* _The exercise_
Please count how many lines in the listing below contain the string "grill" and reply with the number alone.

***** Given entries

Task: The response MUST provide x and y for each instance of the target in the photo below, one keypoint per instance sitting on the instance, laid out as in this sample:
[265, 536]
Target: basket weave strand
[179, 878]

**********
***** Given entries

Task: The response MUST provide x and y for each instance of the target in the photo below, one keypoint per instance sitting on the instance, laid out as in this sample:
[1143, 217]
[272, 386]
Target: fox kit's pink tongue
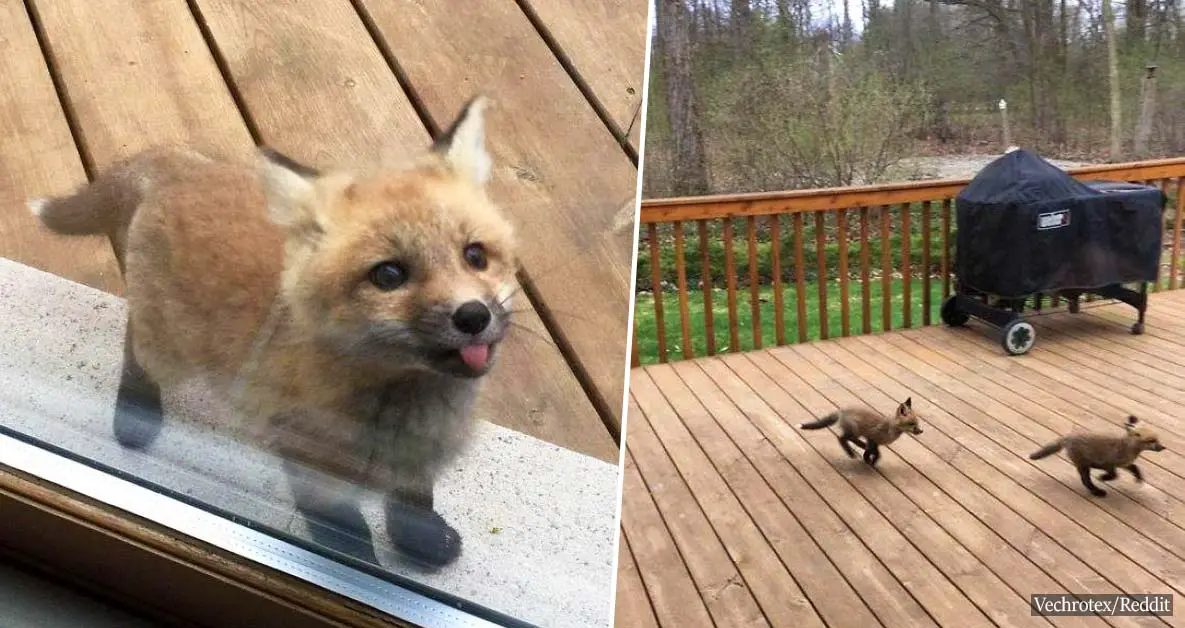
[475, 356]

**********
***** Given entries

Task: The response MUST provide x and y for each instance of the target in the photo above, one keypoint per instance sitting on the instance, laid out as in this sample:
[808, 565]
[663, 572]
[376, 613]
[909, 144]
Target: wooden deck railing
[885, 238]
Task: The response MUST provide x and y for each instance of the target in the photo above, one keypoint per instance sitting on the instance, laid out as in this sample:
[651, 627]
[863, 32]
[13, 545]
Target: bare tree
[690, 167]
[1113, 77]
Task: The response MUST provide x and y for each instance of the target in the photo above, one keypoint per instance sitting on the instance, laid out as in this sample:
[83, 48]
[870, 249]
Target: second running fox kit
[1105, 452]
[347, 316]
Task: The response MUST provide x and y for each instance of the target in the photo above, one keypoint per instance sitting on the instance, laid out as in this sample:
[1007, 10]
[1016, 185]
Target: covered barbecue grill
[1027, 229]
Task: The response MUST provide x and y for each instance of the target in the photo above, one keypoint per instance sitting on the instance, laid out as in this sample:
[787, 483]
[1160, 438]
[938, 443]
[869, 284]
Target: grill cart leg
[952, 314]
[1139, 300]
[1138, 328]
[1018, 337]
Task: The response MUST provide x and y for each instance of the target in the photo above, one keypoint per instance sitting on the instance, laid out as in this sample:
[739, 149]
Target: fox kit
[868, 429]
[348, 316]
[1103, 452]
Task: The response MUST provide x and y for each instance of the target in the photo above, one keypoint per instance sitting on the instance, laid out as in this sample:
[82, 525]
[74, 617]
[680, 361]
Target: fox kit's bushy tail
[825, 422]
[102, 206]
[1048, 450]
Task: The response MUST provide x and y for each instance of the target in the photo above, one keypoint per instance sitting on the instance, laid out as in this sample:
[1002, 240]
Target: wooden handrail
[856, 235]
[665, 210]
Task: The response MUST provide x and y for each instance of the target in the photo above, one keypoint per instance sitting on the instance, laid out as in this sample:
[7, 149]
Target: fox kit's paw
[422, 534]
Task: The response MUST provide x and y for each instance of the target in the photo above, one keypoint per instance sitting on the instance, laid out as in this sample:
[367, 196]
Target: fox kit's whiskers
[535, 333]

**********

* _Answer in full_
2